**DOCUMENT EXCERPT:**
— Start —
First draft of my cube. The cube is composed mostly of cards from within the past few blocks, as these are the cards that are owned by my group of friends. As a result, the cube is fairly low-powered, but also fairly budget, as we had many of these cards just lying around. The outliers in the cube are from blocks such as Alara, and were included to provide players an opportunity to play any tricolor deck they desired. Anyway, as I have said, this is only the first draft of the cube, and, as such, needs to be playtested and edited as time goes on.
— End —
**DATA PROVIDED:**
— Start —
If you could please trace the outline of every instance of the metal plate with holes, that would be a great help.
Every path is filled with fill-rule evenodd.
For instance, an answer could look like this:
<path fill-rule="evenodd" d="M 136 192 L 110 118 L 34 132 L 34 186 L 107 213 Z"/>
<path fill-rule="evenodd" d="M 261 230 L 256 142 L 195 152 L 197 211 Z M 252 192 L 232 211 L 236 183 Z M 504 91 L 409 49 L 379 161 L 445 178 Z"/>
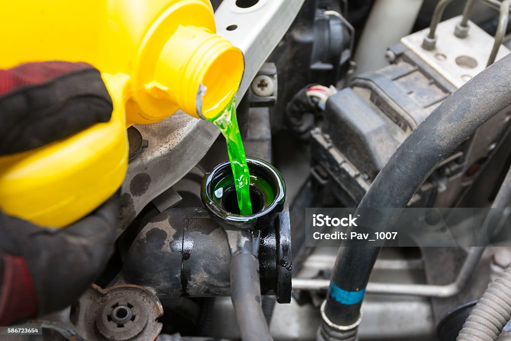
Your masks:
<path fill-rule="evenodd" d="M 495 41 L 493 37 L 471 21 L 469 23 L 467 37 L 455 36 L 455 28 L 461 20 L 461 16 L 459 16 L 438 24 L 436 47 L 430 51 L 422 47 L 424 37 L 429 32 L 429 28 L 401 39 L 401 42 L 406 47 L 458 88 L 486 67 Z M 496 60 L 510 52 L 501 46 Z"/>

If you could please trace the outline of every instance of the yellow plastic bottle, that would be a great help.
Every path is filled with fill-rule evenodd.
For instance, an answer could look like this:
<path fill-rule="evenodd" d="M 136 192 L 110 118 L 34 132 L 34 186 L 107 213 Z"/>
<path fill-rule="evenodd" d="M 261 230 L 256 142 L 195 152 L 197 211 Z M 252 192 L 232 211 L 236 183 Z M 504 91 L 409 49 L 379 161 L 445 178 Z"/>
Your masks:
<path fill-rule="evenodd" d="M 215 34 L 208 0 L 7 1 L 0 18 L 0 68 L 86 62 L 102 72 L 113 101 L 108 123 L 0 157 L 0 208 L 41 225 L 68 225 L 119 188 L 127 167 L 127 125 L 157 122 L 178 109 L 213 118 L 243 72 L 241 52 Z"/>

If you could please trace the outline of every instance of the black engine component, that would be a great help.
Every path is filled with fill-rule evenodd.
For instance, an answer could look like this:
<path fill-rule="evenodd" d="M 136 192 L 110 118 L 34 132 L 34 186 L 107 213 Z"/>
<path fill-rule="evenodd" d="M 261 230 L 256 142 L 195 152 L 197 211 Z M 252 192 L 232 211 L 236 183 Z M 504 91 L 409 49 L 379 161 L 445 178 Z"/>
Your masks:
<path fill-rule="evenodd" d="M 323 124 L 312 133 L 316 183 L 334 185 L 324 187 L 345 207 L 357 205 L 401 142 L 455 90 L 402 45 L 391 50 L 393 63 L 357 76 L 330 97 Z M 505 140 L 509 123 L 503 111 L 480 128 L 439 165 L 410 205 L 462 206 L 466 191 Z M 326 179 L 318 175 L 323 173 Z M 487 204 L 493 187 L 471 206 Z"/>
<path fill-rule="evenodd" d="M 289 212 L 262 232 L 261 293 L 291 301 Z M 142 230 L 126 255 L 121 282 L 154 288 L 159 298 L 228 296 L 231 256 L 223 228 L 202 208 L 169 209 Z"/>

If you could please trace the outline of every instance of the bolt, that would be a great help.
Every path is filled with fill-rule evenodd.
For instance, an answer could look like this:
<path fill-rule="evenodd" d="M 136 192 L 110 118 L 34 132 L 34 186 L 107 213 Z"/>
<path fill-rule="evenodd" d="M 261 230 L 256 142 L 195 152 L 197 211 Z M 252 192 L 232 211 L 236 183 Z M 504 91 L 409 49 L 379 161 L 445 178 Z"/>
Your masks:
<path fill-rule="evenodd" d="M 511 264 L 511 251 L 505 247 L 496 247 L 493 254 L 493 264 L 503 270 Z"/>
<path fill-rule="evenodd" d="M 254 95 L 260 97 L 268 97 L 271 96 L 275 88 L 273 80 L 266 75 L 261 75 L 257 76 L 252 81 L 250 88 Z"/>
<path fill-rule="evenodd" d="M 422 42 L 422 48 L 428 51 L 435 49 L 436 45 L 436 37 L 430 38 L 427 36 L 424 37 L 424 40 Z"/>
<path fill-rule="evenodd" d="M 112 321 L 118 325 L 122 326 L 133 317 L 133 312 L 128 306 L 118 306 L 112 310 Z"/>

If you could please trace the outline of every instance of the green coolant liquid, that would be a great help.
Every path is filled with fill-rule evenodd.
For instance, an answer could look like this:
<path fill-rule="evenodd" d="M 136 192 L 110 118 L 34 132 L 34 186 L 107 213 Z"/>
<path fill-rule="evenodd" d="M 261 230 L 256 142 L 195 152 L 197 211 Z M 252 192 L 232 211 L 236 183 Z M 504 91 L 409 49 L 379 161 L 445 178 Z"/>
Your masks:
<path fill-rule="evenodd" d="M 227 142 L 227 151 L 234 176 L 240 213 L 242 215 L 250 215 L 252 214 L 249 191 L 250 175 L 236 119 L 236 96 L 233 97 L 220 115 L 212 121 L 222 132 Z"/>

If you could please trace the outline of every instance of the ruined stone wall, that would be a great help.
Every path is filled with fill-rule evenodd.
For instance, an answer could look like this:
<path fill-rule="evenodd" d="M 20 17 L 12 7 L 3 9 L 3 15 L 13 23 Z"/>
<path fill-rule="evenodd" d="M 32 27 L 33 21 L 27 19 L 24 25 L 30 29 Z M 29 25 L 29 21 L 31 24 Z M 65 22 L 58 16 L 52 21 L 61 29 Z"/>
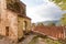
— End —
Print the stretch of the cube draft text from "First draft of my" through "time goes on.", copying it word for word.

First draft of my cube. The cube is composed mostly of cards from within the past few blocks, as these are the cards that are owned by my group of friends. As a result, the cube is fairly low-powered, but also fairly budget, as we had many of these cards just lying around. The outliers in the cube are from blocks such as Alara, and were included to provide players an opportunity to play any tricolor deck they desired. Anyway, as I have said, this is only the first draft of the cube, and, as such, needs to be playtested and edited as time goes on.